(Task details) Find each line in the material below that contains the string "leaf", and copy those lines out.

(Records provided)
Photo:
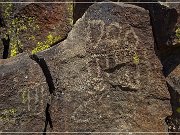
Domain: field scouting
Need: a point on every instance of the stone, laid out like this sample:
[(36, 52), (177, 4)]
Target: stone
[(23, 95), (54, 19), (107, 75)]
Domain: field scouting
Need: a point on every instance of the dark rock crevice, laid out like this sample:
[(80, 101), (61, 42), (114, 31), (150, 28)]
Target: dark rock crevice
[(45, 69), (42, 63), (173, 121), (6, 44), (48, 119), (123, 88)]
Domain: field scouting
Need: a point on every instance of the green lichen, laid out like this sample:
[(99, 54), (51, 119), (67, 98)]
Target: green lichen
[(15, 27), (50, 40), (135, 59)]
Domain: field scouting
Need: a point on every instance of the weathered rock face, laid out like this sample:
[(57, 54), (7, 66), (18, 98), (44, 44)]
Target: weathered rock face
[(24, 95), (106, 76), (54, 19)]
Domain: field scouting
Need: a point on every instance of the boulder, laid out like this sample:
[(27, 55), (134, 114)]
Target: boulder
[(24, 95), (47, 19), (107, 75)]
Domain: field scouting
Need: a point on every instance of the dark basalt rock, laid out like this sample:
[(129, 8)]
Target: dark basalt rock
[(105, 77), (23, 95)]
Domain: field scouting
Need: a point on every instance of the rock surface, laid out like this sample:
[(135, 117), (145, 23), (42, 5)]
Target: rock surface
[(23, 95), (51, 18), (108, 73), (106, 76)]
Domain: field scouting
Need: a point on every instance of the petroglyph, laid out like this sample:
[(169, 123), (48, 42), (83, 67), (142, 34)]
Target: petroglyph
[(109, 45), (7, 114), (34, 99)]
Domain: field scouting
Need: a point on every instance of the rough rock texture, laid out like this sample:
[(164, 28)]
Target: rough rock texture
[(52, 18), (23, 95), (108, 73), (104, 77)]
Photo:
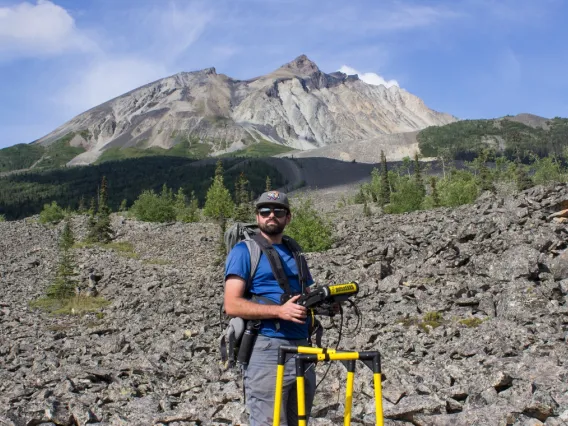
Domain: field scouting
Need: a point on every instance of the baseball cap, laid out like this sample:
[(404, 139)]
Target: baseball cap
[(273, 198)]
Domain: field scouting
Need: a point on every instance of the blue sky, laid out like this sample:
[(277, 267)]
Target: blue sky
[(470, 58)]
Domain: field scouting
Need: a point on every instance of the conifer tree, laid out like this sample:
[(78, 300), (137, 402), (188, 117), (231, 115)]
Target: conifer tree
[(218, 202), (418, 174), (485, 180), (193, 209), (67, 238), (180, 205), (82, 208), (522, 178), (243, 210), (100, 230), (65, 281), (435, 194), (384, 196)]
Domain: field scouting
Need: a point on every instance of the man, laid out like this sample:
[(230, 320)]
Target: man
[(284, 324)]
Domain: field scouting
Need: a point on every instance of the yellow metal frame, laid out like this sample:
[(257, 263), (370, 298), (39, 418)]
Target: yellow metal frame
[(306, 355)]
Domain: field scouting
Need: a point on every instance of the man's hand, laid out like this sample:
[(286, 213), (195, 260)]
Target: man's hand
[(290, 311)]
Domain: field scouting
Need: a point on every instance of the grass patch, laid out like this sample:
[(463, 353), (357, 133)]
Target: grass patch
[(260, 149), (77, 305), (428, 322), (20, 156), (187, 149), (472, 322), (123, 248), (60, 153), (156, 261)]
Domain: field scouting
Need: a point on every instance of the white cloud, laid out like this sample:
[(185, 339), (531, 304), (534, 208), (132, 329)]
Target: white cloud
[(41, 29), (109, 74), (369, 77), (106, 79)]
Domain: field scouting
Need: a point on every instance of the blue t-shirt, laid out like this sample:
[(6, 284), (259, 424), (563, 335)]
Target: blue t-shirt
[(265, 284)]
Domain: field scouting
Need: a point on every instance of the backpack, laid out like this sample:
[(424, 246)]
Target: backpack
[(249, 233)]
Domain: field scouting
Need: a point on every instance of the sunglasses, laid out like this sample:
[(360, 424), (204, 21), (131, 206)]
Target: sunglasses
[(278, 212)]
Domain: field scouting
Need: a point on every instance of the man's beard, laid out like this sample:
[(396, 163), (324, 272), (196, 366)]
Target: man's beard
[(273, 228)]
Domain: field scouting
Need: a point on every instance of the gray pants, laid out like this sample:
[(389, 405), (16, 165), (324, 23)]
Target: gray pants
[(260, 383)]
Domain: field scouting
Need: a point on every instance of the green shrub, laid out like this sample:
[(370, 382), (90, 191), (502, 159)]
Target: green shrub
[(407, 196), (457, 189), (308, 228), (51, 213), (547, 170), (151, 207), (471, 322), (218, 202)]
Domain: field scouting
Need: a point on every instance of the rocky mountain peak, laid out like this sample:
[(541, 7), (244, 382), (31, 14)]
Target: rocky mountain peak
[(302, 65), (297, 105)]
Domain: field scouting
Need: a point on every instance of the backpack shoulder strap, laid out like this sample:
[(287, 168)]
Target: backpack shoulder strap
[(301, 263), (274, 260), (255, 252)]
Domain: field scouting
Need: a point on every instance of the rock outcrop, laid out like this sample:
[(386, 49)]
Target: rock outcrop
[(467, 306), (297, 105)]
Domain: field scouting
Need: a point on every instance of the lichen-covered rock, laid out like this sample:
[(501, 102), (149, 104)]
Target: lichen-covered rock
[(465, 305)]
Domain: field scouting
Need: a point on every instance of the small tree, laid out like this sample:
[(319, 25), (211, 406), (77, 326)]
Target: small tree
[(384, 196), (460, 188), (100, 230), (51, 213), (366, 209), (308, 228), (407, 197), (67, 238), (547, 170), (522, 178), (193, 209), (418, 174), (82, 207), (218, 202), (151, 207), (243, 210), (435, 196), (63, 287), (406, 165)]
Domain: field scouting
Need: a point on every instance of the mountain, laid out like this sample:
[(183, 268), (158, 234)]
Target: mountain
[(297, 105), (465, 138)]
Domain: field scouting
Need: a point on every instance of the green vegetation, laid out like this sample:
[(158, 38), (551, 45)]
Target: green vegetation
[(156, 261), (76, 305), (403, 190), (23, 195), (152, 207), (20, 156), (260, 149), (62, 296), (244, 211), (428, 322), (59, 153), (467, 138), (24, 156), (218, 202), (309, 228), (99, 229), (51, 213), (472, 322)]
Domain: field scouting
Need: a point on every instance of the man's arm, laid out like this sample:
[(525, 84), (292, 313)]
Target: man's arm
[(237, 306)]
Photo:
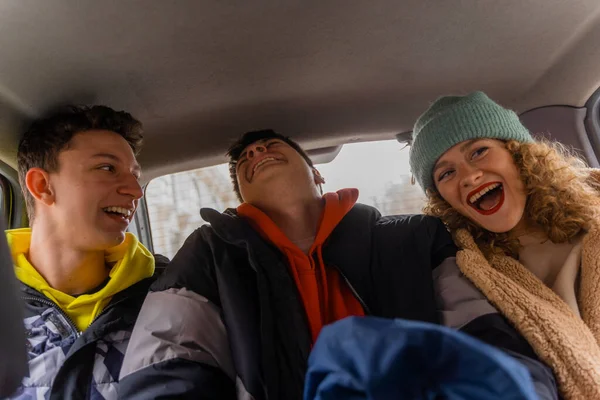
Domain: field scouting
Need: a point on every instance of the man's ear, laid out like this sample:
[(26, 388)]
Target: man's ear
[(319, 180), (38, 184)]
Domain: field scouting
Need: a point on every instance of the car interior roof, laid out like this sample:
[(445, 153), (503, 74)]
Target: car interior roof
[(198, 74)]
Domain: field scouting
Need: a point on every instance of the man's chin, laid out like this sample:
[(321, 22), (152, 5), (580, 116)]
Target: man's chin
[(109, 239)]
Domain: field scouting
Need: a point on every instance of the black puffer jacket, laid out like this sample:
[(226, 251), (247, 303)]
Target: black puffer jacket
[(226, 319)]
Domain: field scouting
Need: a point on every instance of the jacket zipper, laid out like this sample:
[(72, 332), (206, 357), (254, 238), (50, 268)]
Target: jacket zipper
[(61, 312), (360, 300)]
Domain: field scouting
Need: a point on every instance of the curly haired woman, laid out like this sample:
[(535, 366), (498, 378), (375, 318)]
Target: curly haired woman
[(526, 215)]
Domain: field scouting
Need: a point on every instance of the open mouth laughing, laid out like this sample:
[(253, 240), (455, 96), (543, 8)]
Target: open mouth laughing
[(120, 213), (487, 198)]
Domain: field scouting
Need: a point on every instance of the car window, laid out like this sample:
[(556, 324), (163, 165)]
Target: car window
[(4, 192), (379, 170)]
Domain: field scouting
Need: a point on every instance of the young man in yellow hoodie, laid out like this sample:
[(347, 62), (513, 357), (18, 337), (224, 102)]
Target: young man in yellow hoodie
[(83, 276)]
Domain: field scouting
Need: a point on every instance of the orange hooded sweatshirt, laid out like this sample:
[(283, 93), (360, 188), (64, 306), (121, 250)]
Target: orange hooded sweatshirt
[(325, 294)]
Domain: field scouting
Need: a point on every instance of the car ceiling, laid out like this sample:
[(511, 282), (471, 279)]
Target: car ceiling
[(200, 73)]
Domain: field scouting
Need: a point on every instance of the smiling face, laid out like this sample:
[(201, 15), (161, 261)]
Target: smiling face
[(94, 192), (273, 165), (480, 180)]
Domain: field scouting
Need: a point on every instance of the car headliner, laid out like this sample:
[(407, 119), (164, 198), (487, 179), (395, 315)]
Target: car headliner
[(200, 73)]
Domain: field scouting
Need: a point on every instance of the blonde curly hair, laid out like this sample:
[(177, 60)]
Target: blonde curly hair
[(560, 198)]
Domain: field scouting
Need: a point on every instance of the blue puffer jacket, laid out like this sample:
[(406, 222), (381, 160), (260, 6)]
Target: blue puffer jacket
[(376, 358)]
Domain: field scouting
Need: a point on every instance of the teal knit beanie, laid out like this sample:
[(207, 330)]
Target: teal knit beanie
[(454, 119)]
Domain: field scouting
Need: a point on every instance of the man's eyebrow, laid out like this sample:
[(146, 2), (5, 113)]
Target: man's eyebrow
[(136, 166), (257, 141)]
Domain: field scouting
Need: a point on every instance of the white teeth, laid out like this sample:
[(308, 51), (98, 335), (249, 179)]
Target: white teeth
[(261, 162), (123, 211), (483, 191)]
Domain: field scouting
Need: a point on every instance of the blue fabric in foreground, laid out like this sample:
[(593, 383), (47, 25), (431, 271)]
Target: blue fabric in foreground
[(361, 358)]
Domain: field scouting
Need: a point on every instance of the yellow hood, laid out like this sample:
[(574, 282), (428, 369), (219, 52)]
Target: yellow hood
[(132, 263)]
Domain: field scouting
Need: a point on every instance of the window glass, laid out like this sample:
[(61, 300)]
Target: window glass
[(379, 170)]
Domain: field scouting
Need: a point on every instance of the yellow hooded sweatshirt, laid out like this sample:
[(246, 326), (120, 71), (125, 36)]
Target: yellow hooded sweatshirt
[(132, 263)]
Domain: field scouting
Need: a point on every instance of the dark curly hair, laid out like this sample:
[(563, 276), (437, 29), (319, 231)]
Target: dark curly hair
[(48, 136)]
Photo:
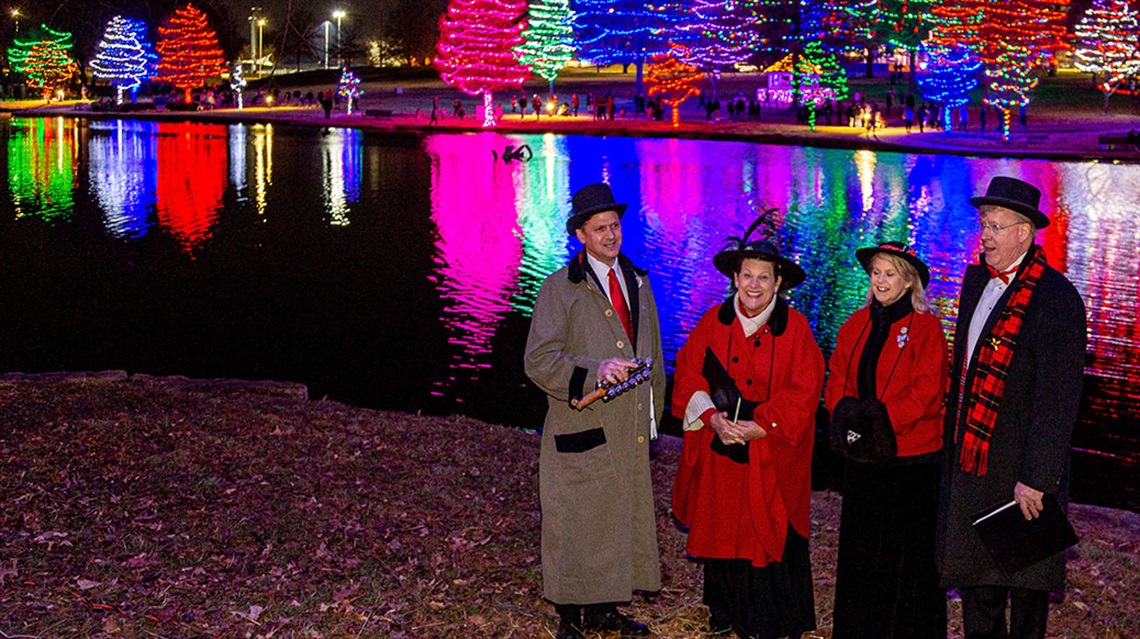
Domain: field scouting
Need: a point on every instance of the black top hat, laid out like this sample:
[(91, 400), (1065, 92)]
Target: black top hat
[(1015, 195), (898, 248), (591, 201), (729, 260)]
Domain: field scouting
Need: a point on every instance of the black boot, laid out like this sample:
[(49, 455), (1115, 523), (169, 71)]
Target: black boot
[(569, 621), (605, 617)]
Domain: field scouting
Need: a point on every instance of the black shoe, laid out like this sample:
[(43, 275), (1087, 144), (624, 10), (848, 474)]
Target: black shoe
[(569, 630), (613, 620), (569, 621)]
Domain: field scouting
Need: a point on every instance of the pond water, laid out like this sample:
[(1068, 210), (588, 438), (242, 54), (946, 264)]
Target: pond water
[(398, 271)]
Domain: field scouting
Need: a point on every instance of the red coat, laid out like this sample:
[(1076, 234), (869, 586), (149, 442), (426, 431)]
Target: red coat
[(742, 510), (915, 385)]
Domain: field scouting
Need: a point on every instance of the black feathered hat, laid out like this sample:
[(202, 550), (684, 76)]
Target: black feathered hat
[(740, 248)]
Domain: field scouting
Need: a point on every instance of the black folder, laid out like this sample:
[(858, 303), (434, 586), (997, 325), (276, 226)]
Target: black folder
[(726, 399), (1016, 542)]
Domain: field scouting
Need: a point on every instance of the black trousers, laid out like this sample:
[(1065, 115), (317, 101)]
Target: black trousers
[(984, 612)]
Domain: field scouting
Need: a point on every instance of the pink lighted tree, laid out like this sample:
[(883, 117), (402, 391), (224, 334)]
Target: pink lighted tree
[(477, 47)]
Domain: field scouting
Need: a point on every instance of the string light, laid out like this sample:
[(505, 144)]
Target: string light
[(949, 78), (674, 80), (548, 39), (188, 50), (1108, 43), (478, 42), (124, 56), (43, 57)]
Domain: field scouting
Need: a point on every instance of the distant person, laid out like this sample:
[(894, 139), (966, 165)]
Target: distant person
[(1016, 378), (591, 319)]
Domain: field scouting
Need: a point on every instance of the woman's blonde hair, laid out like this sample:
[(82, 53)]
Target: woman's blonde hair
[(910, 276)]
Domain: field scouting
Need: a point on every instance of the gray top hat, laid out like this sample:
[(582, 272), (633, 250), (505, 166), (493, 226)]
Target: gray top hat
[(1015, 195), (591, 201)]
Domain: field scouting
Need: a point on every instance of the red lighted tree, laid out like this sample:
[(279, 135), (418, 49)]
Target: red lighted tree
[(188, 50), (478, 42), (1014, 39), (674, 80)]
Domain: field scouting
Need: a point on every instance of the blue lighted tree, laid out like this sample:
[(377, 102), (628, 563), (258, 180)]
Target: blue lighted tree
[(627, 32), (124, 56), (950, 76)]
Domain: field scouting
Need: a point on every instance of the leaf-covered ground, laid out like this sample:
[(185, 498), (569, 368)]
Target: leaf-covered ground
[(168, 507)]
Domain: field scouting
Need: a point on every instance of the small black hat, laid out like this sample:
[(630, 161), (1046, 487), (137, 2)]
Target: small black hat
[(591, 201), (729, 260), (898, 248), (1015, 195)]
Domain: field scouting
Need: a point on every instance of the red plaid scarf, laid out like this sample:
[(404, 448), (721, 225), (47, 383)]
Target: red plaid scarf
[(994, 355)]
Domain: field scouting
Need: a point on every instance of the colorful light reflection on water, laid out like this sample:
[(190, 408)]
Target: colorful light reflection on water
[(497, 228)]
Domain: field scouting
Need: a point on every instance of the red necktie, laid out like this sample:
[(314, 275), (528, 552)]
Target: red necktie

(Written solution)
Need: a point on every instance of the leaf-covered ground, laid out like this sample:
Target: leaf-covered ground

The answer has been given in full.